Job -
Pull out every line in the items below that contains the word "body", and copy each such line unchanged.

Provided information -
======

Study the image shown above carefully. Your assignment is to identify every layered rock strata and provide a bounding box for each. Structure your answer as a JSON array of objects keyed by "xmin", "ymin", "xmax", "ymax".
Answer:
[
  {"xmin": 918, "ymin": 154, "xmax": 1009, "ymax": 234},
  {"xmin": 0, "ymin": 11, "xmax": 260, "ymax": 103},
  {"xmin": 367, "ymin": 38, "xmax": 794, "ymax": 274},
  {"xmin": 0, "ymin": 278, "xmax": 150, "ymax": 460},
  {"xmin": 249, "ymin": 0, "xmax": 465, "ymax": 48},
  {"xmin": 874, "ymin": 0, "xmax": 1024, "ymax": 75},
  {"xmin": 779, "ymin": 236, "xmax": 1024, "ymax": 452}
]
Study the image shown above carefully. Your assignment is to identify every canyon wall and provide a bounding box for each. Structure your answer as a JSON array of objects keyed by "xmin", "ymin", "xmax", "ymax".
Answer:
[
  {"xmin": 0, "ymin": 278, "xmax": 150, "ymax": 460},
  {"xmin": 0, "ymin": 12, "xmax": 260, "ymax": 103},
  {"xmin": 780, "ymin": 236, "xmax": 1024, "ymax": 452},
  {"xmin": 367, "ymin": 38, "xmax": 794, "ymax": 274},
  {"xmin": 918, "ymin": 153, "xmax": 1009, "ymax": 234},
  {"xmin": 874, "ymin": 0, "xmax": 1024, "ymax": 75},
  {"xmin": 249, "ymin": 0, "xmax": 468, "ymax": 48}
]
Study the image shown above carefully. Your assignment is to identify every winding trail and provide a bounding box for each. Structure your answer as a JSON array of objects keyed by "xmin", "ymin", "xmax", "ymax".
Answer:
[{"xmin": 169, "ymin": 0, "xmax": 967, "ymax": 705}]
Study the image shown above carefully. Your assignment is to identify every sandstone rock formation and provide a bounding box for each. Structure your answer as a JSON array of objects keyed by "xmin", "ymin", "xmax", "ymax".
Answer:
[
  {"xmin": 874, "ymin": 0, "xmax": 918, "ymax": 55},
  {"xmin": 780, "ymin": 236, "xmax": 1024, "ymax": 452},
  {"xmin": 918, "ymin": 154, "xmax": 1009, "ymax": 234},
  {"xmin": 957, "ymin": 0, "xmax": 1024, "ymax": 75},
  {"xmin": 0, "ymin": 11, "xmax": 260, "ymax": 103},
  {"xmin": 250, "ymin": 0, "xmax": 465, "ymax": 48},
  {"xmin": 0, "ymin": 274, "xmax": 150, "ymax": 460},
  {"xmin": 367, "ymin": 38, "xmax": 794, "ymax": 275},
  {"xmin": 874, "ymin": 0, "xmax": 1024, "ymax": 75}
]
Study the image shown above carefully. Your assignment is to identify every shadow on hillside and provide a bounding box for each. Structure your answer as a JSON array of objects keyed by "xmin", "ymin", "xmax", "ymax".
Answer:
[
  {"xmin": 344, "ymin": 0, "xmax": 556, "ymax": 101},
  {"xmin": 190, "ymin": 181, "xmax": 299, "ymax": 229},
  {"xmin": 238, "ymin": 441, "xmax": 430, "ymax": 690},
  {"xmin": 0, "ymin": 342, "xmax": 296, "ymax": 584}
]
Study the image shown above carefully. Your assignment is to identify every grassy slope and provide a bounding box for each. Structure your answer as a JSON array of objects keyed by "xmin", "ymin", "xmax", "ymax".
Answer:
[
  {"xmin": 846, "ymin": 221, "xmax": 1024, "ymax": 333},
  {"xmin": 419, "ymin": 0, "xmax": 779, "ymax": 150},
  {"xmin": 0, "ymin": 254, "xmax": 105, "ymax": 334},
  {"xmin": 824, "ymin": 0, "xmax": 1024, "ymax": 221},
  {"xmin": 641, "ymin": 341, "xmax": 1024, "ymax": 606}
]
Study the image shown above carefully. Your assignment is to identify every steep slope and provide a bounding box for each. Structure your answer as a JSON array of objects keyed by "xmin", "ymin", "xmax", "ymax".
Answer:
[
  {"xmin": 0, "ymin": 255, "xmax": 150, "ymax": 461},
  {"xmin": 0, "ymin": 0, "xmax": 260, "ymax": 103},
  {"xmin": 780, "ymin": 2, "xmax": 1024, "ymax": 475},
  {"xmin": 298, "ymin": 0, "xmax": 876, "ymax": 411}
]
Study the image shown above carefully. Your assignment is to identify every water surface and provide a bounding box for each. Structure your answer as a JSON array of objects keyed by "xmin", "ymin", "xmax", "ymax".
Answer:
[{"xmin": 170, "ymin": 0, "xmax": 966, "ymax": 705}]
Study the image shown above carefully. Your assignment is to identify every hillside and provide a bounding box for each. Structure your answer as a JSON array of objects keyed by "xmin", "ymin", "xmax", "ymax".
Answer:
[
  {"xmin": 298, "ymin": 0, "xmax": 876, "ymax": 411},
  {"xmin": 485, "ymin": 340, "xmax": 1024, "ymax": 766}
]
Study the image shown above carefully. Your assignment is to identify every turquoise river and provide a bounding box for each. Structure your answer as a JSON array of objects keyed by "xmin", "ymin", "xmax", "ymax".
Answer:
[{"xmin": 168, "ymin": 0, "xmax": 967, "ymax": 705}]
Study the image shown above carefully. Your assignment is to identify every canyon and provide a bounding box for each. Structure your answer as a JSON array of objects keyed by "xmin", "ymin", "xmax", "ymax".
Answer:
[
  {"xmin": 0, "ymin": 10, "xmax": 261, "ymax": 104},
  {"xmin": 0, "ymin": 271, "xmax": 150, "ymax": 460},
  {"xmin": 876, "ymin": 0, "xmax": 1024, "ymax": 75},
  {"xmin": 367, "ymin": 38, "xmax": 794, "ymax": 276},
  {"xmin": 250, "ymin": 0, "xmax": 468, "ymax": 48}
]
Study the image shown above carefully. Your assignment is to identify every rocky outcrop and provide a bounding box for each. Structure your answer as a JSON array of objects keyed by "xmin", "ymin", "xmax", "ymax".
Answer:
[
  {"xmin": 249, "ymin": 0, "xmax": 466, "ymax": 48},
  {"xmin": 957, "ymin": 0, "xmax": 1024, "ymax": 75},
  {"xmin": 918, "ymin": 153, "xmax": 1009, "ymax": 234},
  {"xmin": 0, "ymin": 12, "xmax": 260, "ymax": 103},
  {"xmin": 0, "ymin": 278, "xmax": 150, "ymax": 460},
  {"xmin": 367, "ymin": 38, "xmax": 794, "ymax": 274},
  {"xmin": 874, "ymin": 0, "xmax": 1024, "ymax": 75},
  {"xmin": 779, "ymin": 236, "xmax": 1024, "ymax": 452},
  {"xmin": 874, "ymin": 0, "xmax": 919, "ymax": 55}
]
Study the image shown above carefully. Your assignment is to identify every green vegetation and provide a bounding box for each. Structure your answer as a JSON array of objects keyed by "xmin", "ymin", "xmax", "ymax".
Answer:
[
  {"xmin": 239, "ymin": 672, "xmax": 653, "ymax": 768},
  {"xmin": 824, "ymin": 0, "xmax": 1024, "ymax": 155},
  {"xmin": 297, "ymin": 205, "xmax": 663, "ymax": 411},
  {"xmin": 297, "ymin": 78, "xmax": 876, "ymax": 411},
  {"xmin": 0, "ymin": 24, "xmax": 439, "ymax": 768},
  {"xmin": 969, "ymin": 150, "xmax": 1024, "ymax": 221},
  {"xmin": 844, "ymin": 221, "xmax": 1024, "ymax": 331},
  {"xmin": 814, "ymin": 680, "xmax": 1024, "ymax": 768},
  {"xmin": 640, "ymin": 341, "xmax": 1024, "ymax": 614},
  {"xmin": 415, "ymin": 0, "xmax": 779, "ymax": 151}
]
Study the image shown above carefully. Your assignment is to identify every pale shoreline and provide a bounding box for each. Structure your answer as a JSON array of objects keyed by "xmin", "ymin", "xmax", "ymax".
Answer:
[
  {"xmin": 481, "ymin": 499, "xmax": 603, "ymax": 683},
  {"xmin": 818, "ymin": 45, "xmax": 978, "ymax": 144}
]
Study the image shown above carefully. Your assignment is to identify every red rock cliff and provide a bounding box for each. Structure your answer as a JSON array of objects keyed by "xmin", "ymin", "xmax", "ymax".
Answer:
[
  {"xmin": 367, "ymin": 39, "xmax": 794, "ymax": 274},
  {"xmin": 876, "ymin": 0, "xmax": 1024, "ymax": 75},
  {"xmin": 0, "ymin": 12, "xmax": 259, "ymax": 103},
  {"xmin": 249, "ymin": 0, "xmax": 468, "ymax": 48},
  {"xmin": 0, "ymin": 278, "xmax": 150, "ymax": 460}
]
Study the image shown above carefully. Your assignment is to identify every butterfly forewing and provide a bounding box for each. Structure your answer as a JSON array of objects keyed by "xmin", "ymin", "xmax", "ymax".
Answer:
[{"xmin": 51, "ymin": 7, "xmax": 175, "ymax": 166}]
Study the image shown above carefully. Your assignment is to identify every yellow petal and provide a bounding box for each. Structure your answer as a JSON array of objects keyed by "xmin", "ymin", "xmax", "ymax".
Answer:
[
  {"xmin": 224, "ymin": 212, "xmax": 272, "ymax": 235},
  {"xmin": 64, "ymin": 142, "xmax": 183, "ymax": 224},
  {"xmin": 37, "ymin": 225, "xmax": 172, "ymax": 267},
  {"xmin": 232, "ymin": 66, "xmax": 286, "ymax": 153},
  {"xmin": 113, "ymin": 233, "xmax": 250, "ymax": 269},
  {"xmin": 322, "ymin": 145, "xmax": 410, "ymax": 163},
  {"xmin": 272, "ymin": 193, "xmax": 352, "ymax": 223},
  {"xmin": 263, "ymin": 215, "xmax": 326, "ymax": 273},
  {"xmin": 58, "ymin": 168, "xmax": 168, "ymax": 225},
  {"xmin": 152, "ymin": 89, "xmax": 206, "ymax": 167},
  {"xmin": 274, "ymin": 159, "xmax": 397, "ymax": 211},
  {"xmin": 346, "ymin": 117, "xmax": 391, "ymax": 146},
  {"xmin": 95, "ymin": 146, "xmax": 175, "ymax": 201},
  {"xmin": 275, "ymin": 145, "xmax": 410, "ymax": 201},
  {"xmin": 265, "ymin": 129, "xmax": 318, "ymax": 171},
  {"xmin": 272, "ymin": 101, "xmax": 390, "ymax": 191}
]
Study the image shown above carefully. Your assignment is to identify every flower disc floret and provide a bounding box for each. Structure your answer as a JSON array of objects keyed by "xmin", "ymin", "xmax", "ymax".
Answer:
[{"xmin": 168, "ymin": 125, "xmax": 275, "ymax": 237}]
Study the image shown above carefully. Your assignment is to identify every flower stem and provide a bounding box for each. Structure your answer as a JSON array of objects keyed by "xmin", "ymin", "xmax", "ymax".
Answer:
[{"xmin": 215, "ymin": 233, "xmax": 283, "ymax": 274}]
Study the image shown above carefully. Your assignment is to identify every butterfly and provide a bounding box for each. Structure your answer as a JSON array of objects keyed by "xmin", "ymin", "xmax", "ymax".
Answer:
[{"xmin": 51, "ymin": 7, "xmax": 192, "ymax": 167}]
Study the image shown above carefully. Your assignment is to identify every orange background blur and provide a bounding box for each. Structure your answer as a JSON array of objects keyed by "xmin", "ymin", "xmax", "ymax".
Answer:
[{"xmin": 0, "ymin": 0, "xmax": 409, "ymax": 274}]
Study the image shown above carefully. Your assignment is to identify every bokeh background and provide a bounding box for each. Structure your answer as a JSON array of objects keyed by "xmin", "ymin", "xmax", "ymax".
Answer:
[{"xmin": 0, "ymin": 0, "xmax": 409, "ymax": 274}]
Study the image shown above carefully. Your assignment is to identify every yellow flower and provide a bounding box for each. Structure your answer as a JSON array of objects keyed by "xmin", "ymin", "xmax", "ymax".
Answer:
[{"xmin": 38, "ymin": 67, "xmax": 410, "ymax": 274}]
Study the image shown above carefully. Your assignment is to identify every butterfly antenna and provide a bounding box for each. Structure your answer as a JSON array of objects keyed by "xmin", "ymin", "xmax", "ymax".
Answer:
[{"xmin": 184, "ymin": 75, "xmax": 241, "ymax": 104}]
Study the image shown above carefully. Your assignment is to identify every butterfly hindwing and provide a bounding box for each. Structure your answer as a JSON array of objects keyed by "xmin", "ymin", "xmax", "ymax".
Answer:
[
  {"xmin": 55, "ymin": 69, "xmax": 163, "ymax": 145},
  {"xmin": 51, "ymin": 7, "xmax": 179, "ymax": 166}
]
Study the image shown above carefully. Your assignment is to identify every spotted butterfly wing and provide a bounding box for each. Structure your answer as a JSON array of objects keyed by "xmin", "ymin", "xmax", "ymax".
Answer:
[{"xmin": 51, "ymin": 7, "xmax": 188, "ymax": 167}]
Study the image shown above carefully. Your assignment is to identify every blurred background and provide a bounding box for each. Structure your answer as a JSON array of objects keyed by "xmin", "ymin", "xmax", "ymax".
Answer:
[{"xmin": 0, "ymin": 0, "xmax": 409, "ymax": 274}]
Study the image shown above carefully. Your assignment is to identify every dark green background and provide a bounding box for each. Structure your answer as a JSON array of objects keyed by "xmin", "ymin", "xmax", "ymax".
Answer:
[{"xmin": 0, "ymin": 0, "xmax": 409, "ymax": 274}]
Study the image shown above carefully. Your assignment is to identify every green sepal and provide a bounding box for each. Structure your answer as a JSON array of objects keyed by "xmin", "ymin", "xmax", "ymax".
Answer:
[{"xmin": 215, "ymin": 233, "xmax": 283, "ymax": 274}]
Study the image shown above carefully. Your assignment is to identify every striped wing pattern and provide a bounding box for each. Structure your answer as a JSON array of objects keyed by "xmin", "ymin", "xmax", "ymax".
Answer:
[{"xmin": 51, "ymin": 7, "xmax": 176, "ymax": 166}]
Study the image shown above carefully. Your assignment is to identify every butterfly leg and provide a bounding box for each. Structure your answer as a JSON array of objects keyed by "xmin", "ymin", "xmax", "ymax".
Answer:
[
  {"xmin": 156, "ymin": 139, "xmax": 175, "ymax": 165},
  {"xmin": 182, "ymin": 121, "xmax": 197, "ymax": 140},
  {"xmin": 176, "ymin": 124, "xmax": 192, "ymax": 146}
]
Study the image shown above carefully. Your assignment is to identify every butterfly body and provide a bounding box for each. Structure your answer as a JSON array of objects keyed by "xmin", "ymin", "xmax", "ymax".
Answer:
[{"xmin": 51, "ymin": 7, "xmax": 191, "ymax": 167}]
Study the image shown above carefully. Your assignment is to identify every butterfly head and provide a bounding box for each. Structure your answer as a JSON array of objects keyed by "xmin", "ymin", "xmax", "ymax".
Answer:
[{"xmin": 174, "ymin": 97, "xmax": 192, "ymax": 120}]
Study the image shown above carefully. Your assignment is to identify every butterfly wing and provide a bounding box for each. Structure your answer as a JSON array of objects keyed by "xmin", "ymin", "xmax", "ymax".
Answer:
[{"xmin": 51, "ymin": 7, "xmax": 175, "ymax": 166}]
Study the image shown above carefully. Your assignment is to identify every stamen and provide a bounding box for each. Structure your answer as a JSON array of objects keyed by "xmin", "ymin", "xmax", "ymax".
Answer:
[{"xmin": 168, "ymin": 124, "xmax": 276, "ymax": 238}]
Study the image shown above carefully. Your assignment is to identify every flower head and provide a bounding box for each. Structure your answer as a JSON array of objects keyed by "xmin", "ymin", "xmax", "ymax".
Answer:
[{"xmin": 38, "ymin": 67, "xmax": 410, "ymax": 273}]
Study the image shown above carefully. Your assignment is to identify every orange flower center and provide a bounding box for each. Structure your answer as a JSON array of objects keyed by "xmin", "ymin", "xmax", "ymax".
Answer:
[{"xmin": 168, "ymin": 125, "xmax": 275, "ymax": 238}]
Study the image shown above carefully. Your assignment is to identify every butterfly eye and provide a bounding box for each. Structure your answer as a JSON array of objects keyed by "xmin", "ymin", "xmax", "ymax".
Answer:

======

Result of this task -
Study the image shown above carefully. Your assignment is to identify every butterfly body and provide a bounding box for each. Structure your answer as a JSON array of objects keyed by "xmin", "ymin", "xmax", "ymax".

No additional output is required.